WHAT YOU ARE ASKED TO DO →
Below are several records. Retype exactly those lines running from the one with "for every instance of the brown crew-neck" through the one with "for every instance of the yellow painted", end lines included, and no others.

Saved entries:

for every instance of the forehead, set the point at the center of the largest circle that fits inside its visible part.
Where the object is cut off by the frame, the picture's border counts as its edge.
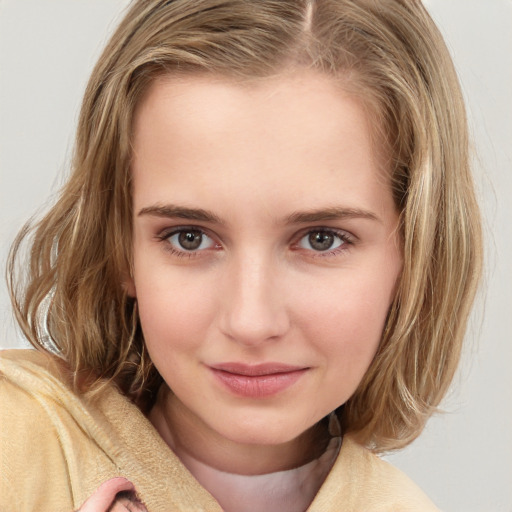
(298, 131)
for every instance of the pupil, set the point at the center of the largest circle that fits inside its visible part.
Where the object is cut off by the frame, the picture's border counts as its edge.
(190, 240)
(321, 241)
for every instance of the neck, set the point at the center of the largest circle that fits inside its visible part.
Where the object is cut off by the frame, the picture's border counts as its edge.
(192, 441)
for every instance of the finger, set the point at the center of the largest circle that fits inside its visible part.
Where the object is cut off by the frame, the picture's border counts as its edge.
(105, 495)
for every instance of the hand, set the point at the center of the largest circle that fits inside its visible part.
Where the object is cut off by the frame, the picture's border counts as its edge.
(115, 495)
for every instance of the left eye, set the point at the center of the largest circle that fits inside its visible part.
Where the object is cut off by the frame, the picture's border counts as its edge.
(190, 240)
(321, 240)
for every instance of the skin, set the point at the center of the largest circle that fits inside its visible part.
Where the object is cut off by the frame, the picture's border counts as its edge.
(274, 162)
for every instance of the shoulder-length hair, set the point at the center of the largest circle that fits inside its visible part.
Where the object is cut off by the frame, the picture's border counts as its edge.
(388, 52)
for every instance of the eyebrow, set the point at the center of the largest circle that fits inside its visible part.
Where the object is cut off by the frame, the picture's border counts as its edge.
(199, 214)
(334, 213)
(179, 212)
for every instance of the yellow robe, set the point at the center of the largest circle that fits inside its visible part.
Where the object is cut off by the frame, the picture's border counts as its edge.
(56, 448)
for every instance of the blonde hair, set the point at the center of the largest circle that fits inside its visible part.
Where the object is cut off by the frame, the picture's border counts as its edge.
(391, 54)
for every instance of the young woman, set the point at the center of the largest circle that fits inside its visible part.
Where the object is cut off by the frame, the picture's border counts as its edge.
(259, 271)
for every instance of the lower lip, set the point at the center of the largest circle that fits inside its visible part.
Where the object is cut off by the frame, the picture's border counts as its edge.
(258, 386)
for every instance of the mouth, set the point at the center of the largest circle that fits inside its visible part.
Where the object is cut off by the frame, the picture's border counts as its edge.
(257, 381)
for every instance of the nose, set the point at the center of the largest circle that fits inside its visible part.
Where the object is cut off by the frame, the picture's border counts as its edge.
(254, 303)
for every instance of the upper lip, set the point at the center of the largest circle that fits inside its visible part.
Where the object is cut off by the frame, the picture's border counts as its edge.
(254, 370)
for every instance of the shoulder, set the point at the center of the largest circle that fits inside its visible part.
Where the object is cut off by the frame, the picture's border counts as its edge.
(46, 442)
(365, 483)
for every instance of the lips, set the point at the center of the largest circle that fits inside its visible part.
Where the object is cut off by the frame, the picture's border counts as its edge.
(257, 381)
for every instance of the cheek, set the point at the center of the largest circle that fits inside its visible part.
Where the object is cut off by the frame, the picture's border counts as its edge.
(346, 323)
(174, 314)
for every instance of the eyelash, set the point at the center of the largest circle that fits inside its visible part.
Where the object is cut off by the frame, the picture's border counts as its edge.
(345, 238)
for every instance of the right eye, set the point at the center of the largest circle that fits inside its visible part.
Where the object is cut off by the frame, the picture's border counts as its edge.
(187, 240)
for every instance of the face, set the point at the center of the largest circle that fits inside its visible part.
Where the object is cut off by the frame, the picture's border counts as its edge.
(265, 250)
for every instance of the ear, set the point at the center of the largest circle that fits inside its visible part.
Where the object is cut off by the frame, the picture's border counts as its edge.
(128, 285)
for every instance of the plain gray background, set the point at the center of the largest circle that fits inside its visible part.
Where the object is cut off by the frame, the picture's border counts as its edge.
(464, 458)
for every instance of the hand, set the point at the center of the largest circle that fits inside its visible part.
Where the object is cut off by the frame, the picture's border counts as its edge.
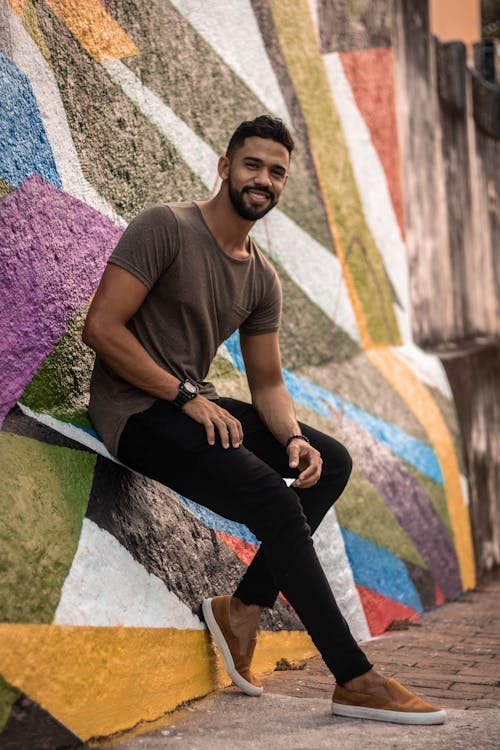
(213, 417)
(308, 460)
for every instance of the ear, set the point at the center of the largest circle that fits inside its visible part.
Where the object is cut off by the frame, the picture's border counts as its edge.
(223, 168)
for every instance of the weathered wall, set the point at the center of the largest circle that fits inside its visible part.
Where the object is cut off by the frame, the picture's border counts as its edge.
(450, 126)
(107, 107)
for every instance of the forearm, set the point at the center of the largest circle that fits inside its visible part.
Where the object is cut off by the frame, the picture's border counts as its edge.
(122, 351)
(275, 407)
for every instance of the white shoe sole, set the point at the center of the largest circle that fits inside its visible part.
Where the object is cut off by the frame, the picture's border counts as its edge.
(225, 653)
(396, 717)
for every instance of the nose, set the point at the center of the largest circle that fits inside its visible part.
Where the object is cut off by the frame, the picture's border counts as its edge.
(263, 178)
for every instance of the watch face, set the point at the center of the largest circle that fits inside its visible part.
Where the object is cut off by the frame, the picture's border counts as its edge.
(190, 388)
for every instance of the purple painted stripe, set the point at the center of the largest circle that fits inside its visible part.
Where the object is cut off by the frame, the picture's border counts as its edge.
(408, 502)
(53, 250)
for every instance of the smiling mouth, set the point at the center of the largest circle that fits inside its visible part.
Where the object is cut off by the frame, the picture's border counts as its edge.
(258, 196)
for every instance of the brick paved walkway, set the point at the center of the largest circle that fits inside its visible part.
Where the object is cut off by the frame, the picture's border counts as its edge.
(450, 656)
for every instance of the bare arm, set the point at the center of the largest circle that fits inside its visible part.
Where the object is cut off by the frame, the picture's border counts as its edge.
(117, 299)
(274, 404)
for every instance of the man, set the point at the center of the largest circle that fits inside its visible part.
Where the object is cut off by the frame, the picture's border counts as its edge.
(182, 278)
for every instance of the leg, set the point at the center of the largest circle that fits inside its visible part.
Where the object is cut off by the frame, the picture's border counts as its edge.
(166, 444)
(257, 585)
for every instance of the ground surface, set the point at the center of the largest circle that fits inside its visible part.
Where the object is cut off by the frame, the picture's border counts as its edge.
(451, 657)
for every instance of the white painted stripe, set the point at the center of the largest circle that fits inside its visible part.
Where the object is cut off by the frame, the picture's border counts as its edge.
(316, 270)
(26, 55)
(465, 489)
(372, 186)
(201, 159)
(107, 587)
(330, 549)
(427, 367)
(70, 431)
(231, 29)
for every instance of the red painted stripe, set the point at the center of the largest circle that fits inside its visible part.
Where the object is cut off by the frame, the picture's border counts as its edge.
(244, 550)
(380, 611)
(439, 596)
(370, 73)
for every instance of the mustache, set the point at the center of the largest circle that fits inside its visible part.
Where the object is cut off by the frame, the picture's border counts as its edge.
(269, 193)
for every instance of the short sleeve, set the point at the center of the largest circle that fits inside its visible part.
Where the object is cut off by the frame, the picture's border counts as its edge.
(266, 317)
(149, 245)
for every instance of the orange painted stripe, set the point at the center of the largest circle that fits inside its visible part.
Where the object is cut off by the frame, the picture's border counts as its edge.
(98, 680)
(380, 610)
(94, 28)
(418, 399)
(17, 6)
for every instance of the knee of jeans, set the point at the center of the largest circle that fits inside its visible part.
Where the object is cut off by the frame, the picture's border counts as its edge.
(281, 517)
(337, 463)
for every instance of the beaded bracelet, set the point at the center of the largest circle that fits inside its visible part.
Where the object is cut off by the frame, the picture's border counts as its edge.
(297, 437)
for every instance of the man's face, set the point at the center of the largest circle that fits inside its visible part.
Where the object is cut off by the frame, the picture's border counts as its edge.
(257, 174)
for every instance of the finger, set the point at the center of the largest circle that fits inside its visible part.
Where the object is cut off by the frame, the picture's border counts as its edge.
(311, 473)
(235, 429)
(293, 455)
(209, 428)
(235, 432)
(222, 429)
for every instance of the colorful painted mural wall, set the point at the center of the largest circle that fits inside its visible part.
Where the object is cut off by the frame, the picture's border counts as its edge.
(109, 106)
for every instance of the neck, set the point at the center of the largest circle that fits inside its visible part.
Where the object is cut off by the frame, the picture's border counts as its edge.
(229, 229)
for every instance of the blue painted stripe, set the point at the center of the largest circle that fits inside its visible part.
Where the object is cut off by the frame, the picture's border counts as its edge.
(380, 570)
(213, 521)
(24, 143)
(410, 449)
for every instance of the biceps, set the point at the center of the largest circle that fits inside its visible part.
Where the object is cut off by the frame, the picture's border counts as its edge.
(262, 359)
(118, 297)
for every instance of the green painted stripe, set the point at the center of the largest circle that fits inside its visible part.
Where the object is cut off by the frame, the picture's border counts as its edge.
(45, 493)
(122, 154)
(363, 511)
(203, 90)
(299, 44)
(61, 385)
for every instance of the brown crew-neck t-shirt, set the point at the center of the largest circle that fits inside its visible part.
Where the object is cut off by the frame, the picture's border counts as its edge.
(198, 296)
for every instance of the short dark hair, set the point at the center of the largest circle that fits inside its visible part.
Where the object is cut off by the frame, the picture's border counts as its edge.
(263, 126)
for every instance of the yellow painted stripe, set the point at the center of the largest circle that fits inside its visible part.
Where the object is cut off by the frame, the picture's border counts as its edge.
(360, 253)
(295, 30)
(364, 333)
(98, 681)
(94, 28)
(417, 397)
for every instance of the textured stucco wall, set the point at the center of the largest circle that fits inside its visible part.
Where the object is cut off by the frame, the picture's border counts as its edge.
(107, 107)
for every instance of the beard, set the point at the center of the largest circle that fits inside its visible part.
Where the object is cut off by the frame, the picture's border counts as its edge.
(246, 211)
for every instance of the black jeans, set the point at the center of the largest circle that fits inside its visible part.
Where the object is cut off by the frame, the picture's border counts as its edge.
(245, 485)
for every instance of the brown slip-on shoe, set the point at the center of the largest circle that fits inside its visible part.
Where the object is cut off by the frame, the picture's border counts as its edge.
(403, 707)
(216, 614)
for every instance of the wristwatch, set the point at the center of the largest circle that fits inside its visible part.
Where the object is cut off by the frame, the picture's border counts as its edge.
(187, 391)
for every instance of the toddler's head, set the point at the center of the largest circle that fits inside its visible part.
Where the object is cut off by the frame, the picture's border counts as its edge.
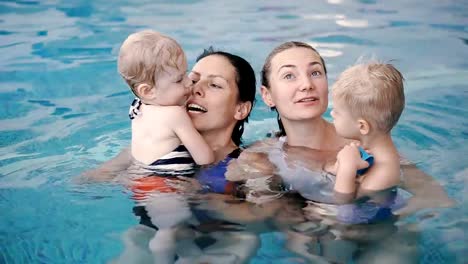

EXERCISE OUTPUT →
for every instance of the brown crew-neck t-shirt, set the point at the center of the largest circle that fits inside its visible part.
Where the object is cut off by the frame, the picture's border counts as its edge.
(198, 296)
for every instance of the short dark hair, set the point at the center of the largest circle that fits inside its visible part.
Where the object is cut off by the frame, the picture's border counts as its edge.
(263, 126)
for every instance of the yellow painted stripe, set the point at the center of the largest circle that fits inside its visible part.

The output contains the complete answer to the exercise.